(Excerpts of pointing data)
————

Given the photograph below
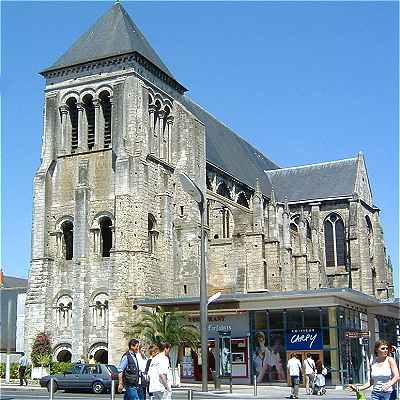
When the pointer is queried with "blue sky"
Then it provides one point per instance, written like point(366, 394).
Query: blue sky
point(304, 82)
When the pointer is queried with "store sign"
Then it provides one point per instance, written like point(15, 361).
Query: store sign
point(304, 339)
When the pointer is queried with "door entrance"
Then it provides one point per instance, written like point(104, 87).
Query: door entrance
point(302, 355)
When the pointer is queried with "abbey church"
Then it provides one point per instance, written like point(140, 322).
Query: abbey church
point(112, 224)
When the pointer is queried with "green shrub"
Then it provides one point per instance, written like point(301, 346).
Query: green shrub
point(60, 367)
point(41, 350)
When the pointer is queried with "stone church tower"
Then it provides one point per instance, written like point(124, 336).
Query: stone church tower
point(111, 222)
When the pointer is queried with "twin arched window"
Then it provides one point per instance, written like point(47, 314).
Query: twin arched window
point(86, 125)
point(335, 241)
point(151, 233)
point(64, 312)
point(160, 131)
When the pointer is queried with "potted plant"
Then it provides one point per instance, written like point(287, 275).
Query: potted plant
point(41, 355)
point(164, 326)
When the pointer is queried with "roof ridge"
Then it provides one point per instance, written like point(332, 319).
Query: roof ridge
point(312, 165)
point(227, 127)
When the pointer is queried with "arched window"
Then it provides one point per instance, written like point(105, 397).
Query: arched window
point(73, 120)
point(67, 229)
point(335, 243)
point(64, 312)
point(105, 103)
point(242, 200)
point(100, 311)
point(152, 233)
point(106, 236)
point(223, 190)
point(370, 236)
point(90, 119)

————

> EXERCISE INSTRUCTIONS
Retype every one of the lines above without any changes, omitting the picture.

> ANSWER TO THE EXERCISE
Given the photograph below
When the pointer is queried with "blue sky"
Then it provides one point per instance, written like point(366, 394).
Query: blue sky
point(304, 82)
When the pointer is queried with "store sign"
Then it provides one point per instance, written like point(15, 361).
Query: store sign
point(304, 339)
When the pointer is queried with "door entrance"
Then it provides one point per instance, written like point(104, 87).
Query: door entrance
point(302, 355)
When the pointer is queried with "abbey church"
Then it provides one point per instance, written like point(140, 322).
Query: abbey church
point(112, 224)
When the pointer is queried with "green shrub"
Then it provides one point per instance, written like point(301, 346).
Query: green shrub
point(60, 367)
point(41, 350)
When the pointer is queried with "stone church tower"
Then it provides one point per instance, written like point(124, 336).
Query: stone church tower
point(111, 222)
When the pointer is queried with "twin arched window"
Then it provides one point per instance, written like point(47, 314).
Query: twin arched window
point(86, 125)
point(335, 241)
point(151, 233)
point(64, 312)
point(160, 131)
When the pointer is queried with "potted plant"
Then it provides one point per instance, written like point(287, 275).
Query: potted plant
point(41, 355)
point(164, 326)
When the pointer is queried with "roof ridge"
Then it provides one point per instance, written like point(332, 319).
Query: roof ridge
point(312, 165)
point(227, 127)
When the pointer is queried with "arched window"
Then it provides one point per instance, written like point(105, 397).
Query: arched window
point(73, 120)
point(67, 229)
point(335, 243)
point(64, 312)
point(105, 103)
point(242, 200)
point(100, 311)
point(152, 233)
point(106, 236)
point(223, 190)
point(370, 236)
point(90, 119)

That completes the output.